◆ **OBJECTIVE**: Could you rewrite the items starting at the line that has "point: the car side" and running through the end of the items, with "marker" replaced by "pin" and everything else unchanged?
■ ■ ■ ■ ■ ■ ■
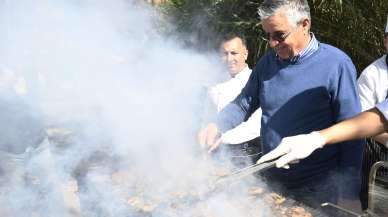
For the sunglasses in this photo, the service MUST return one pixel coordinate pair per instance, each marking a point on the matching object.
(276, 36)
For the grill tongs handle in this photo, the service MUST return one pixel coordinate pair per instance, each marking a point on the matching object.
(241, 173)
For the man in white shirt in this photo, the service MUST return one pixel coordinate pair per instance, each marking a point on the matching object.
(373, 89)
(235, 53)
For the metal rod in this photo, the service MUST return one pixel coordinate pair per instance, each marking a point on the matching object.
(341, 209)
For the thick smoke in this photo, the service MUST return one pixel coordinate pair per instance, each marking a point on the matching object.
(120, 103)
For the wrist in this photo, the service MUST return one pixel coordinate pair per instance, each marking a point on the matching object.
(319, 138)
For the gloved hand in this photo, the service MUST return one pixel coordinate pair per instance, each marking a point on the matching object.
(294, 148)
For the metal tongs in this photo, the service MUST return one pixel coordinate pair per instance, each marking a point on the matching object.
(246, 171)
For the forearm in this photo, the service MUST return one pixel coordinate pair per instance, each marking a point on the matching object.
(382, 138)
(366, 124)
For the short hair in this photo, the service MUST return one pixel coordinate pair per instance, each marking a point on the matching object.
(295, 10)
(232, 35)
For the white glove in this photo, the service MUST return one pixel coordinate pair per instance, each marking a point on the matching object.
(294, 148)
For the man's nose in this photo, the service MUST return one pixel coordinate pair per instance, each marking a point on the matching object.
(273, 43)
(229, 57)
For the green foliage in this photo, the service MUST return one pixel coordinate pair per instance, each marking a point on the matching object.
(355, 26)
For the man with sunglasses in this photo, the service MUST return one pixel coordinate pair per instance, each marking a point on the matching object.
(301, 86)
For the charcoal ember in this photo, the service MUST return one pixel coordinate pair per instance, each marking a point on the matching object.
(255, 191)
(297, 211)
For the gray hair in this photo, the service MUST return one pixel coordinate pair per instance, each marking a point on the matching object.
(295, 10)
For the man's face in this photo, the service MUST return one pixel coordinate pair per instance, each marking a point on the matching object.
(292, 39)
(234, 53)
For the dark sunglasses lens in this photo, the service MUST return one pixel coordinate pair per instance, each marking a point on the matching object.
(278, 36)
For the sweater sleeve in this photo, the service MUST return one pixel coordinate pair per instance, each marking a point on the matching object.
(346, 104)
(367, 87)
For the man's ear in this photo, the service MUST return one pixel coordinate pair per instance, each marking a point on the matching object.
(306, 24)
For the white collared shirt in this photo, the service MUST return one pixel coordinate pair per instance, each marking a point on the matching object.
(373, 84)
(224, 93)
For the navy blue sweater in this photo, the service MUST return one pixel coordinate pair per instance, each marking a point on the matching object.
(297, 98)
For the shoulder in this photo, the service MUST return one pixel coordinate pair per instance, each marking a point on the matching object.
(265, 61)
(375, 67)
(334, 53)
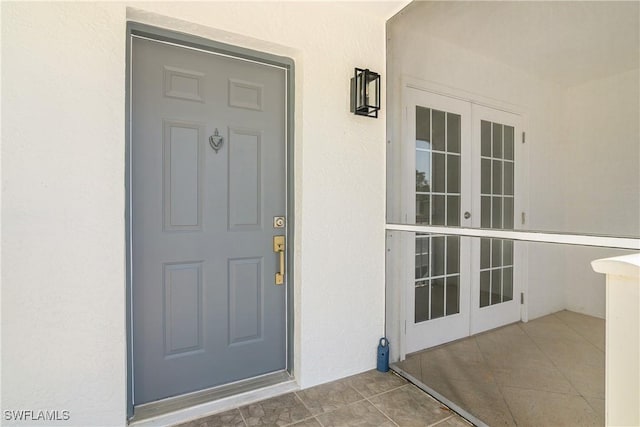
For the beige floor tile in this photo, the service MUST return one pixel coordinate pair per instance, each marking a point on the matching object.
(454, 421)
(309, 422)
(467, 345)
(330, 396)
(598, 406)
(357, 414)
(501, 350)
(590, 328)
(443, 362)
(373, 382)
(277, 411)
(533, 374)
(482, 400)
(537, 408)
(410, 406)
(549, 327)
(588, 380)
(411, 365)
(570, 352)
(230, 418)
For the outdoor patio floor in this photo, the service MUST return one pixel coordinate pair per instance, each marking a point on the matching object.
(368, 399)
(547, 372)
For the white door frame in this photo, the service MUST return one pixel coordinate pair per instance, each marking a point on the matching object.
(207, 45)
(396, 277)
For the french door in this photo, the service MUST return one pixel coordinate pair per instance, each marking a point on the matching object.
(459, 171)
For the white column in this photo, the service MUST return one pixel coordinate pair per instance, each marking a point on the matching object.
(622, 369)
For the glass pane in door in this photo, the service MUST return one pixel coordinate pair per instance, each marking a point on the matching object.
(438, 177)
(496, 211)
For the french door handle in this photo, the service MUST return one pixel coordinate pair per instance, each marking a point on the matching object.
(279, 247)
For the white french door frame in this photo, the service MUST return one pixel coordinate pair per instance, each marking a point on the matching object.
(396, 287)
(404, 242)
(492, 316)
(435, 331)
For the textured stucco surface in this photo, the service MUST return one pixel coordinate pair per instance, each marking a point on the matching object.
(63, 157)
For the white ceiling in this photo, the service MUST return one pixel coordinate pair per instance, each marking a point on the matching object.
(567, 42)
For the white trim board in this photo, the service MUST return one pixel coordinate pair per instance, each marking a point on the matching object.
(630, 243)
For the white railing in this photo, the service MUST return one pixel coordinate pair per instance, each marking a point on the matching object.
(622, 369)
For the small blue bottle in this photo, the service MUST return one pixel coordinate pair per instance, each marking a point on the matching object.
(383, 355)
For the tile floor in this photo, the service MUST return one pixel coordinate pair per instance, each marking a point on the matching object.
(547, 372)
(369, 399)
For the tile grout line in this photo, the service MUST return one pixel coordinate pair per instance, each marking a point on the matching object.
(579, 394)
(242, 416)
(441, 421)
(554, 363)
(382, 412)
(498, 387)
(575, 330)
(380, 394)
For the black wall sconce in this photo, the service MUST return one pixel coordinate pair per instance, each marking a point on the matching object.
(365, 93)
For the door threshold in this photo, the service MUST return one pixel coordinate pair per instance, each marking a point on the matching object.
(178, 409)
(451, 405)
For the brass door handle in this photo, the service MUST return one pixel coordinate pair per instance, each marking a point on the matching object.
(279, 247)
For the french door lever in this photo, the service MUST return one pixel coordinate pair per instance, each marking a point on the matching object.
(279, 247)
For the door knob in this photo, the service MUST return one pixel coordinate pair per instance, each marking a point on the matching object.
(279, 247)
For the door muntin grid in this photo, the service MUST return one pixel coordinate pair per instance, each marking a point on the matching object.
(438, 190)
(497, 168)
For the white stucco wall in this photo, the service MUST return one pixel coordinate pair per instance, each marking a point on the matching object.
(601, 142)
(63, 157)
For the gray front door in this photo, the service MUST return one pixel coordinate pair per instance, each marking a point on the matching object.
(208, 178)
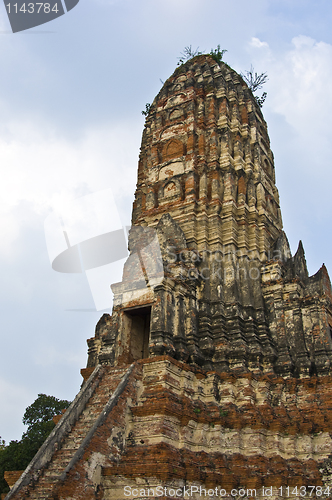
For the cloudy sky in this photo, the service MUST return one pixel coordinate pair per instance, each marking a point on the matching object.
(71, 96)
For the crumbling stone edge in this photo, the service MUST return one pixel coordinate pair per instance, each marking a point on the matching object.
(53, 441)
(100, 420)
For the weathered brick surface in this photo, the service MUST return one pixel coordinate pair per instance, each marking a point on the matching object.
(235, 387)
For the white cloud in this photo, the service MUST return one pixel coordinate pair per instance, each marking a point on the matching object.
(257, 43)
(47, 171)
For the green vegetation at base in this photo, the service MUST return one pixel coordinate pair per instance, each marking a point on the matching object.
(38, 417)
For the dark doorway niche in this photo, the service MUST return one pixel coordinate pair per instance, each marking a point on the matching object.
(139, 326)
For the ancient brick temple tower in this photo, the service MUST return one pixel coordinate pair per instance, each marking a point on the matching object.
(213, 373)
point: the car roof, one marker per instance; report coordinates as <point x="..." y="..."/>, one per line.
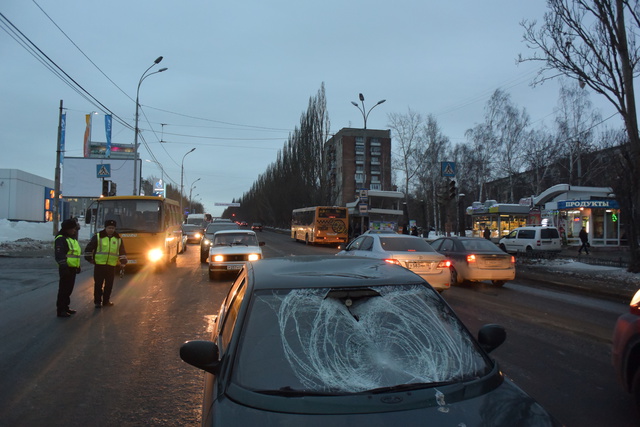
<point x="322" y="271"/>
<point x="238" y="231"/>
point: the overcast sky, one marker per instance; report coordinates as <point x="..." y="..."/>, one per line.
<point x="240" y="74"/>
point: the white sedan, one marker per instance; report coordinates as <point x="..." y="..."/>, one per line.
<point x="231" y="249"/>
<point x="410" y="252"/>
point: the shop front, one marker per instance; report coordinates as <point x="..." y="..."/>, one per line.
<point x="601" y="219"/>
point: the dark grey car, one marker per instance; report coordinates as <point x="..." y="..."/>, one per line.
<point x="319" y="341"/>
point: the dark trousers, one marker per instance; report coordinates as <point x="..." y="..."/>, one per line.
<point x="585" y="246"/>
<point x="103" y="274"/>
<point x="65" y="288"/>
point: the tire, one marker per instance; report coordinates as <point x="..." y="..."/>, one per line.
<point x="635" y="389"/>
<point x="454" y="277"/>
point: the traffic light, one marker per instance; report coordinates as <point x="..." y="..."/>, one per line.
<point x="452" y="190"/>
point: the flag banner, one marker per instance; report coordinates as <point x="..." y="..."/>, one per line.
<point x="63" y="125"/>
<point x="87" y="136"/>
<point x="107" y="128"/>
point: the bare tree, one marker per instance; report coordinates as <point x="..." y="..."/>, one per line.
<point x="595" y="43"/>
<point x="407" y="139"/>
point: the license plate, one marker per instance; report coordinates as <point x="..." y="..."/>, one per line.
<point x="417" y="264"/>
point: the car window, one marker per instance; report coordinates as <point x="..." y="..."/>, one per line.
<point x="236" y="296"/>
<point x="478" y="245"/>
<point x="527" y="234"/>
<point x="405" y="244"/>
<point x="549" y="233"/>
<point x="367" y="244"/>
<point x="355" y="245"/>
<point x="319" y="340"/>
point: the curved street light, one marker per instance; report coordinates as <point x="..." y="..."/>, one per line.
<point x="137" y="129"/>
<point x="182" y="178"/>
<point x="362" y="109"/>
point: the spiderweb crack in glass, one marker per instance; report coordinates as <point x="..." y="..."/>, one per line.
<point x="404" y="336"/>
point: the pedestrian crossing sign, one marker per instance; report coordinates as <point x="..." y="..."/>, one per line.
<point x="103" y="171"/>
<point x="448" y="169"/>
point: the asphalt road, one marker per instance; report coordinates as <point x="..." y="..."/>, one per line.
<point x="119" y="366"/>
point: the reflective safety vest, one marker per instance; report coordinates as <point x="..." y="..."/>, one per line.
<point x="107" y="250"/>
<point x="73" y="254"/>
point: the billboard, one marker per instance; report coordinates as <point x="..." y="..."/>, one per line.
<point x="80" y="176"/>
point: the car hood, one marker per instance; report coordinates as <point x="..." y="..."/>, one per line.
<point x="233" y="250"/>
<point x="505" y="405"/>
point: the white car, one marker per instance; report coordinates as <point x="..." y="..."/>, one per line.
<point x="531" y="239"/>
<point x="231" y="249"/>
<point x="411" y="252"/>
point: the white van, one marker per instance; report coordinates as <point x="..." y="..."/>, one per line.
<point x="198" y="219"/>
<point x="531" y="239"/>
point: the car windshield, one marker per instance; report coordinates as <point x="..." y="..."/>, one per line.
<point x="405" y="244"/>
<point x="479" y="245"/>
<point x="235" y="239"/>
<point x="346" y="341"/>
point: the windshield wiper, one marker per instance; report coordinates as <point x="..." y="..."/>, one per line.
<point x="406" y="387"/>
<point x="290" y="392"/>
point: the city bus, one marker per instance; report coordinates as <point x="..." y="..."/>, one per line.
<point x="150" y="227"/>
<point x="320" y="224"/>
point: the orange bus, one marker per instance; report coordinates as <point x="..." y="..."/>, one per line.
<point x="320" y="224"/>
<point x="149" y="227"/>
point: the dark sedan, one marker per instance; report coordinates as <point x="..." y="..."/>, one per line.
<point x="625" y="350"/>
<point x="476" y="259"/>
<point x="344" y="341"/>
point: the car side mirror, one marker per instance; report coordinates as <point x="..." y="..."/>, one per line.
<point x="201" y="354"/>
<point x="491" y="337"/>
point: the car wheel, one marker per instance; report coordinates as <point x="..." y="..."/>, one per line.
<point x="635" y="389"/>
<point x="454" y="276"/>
■ ■ ■ ■ ■ ■ ■
◆ **FINISHED TASK**:
point: the car side mirror, one pin per instance; report coordinates as <point x="..." y="..."/>, one per line.
<point x="201" y="354"/>
<point x="491" y="337"/>
point: the car wheel, one pin per instance; report coordinates as <point x="..." y="..."/>, one per line.
<point x="635" y="389"/>
<point x="454" y="276"/>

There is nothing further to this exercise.